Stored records
------------------------------------------------------------

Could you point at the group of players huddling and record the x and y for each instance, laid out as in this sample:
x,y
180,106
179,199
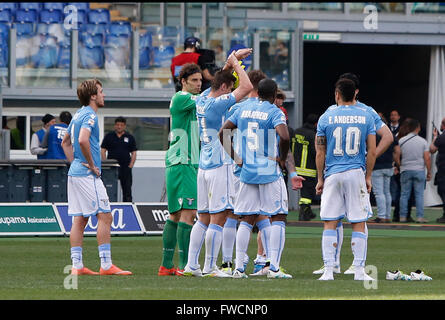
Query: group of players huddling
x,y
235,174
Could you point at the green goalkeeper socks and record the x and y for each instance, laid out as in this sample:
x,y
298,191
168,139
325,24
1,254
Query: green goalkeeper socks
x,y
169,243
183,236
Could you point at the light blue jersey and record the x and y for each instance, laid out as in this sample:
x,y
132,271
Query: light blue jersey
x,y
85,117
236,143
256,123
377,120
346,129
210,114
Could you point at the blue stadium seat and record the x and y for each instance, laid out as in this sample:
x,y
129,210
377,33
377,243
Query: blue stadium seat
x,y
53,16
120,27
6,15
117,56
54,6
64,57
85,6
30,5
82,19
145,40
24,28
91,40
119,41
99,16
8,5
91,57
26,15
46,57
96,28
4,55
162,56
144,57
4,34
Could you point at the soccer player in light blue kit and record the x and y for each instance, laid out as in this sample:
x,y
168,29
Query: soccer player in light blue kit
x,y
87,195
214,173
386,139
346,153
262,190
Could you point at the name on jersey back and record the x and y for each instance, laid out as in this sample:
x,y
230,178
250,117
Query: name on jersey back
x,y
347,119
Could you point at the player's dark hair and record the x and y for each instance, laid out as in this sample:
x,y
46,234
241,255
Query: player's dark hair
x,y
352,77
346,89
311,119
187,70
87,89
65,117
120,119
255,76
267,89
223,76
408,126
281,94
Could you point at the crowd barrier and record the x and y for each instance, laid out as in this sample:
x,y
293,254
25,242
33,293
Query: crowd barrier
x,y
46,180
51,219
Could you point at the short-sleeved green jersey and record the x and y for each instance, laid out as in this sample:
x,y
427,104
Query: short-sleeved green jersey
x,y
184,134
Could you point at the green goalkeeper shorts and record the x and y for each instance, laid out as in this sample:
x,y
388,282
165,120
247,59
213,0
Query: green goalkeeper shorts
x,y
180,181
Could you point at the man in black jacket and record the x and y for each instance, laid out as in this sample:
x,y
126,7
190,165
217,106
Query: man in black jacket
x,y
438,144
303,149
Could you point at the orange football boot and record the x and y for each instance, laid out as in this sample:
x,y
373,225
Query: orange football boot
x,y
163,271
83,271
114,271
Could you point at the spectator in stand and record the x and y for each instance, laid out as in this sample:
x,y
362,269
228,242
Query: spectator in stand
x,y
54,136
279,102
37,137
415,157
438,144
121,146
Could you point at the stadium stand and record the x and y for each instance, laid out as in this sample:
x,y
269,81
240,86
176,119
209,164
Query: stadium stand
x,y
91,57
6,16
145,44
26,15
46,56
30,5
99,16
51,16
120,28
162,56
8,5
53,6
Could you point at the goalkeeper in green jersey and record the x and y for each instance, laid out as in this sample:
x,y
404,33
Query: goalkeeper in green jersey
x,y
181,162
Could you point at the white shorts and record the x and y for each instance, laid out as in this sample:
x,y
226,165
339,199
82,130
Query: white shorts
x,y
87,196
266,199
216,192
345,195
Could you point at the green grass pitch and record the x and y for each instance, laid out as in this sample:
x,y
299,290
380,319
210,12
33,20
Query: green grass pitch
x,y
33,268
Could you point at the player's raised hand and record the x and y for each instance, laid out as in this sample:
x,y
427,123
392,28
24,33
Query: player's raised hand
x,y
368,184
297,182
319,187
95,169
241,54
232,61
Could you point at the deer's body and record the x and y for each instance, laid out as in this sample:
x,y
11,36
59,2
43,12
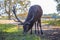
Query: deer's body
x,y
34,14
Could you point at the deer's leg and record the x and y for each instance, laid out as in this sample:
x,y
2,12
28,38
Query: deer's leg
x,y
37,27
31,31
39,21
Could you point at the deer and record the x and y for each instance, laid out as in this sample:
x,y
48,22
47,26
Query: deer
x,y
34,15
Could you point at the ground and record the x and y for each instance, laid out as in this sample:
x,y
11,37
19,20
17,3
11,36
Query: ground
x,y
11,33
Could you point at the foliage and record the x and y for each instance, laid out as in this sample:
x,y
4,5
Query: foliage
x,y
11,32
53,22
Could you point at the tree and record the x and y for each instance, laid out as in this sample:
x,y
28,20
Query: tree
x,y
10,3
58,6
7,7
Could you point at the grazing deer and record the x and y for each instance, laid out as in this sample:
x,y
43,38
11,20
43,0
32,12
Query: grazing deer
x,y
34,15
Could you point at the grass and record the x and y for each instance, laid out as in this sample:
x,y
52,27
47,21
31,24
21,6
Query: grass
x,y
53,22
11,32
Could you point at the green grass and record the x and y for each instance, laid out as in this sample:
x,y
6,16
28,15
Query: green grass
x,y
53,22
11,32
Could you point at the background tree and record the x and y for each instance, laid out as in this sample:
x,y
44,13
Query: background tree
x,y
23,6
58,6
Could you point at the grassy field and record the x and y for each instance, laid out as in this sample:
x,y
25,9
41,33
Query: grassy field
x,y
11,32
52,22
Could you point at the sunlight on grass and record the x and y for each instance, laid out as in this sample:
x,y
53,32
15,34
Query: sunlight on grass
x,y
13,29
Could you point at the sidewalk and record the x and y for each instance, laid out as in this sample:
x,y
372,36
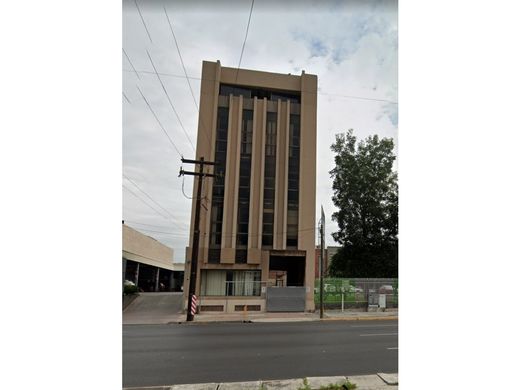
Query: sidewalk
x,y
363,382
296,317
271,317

------------------------------------------------------------

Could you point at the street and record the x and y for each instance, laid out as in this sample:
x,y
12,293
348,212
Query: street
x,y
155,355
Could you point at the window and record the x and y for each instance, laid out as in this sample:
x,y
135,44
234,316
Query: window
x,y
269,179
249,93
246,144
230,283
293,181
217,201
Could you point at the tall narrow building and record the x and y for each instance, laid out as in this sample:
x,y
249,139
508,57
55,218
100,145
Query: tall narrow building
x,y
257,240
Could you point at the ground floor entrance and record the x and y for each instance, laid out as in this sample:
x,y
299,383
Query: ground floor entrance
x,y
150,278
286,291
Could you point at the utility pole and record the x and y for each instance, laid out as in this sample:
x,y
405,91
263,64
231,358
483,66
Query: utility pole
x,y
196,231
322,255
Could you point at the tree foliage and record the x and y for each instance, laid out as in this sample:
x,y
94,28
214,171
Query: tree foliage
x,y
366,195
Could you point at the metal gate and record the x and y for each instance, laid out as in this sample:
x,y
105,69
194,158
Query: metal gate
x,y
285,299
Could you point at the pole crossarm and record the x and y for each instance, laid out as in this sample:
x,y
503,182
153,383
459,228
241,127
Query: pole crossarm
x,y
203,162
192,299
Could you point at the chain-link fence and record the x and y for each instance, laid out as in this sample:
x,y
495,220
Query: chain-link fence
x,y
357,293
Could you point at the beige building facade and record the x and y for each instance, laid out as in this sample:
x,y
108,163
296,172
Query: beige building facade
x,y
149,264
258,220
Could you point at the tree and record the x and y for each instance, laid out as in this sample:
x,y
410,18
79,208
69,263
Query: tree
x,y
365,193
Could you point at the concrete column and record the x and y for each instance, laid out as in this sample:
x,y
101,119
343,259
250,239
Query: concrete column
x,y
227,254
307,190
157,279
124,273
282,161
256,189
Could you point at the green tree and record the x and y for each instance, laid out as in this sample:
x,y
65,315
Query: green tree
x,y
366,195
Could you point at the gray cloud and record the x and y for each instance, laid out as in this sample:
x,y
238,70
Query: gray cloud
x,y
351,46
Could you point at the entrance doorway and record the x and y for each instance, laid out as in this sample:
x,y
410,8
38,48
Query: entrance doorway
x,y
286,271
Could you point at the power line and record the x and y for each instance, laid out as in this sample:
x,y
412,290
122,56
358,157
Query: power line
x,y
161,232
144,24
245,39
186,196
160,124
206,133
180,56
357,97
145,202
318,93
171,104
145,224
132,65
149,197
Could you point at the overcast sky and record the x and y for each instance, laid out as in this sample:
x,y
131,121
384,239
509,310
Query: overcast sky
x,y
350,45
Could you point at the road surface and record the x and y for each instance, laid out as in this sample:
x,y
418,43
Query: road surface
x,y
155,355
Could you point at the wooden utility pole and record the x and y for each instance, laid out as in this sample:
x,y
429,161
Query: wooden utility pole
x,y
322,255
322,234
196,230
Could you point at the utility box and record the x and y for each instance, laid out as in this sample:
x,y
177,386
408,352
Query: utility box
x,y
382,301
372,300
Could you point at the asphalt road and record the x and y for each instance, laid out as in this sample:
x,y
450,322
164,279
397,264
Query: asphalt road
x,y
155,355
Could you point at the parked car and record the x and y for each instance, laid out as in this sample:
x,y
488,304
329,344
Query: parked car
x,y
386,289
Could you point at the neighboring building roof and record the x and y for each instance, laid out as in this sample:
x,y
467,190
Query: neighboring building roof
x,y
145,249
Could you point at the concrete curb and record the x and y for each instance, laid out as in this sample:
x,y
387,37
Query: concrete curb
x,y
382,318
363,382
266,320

------------------------------------------------------------

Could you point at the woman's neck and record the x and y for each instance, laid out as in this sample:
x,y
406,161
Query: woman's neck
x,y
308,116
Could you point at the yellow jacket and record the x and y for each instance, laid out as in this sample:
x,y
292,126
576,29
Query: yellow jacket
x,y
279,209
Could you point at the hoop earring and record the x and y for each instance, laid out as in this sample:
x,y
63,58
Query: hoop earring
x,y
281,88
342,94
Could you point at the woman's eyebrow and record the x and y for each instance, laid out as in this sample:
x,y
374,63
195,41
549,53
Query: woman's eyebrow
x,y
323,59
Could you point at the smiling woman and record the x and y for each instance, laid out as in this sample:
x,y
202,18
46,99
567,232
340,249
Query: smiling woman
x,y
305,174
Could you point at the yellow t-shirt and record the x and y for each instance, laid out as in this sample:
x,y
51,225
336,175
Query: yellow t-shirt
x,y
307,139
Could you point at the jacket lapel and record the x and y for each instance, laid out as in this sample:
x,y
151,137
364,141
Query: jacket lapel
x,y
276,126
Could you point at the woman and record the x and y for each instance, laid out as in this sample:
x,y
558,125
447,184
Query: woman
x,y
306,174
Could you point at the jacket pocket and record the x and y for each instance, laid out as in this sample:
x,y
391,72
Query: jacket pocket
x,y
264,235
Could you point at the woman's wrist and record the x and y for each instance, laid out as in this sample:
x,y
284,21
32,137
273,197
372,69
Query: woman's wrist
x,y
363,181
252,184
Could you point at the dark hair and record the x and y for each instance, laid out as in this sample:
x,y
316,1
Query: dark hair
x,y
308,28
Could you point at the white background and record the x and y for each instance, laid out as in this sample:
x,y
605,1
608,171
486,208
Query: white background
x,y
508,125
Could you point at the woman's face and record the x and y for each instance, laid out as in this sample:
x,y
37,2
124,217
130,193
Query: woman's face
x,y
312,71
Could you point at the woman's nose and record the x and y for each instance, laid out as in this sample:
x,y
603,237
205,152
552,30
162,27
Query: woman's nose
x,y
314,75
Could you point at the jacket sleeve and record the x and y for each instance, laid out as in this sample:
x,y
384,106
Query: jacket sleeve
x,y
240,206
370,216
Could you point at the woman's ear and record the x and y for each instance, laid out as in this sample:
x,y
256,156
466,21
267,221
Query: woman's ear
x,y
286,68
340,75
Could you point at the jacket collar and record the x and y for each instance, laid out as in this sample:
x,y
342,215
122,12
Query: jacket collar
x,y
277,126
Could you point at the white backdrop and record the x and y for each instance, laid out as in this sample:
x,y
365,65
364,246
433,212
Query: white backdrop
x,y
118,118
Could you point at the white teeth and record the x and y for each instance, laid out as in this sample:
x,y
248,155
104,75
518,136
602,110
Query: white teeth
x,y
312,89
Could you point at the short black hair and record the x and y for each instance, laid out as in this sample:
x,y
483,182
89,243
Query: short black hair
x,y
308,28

------------------------------------------------------------

**Description of the task:**
Extract every line in the listing above that contains the word "neck", and copy each of those lines in full.

**Reply to the exercise:**
Could you point at the woman's neck and record the x and y for each instance, laid out as in this sample:
Query: woman's neck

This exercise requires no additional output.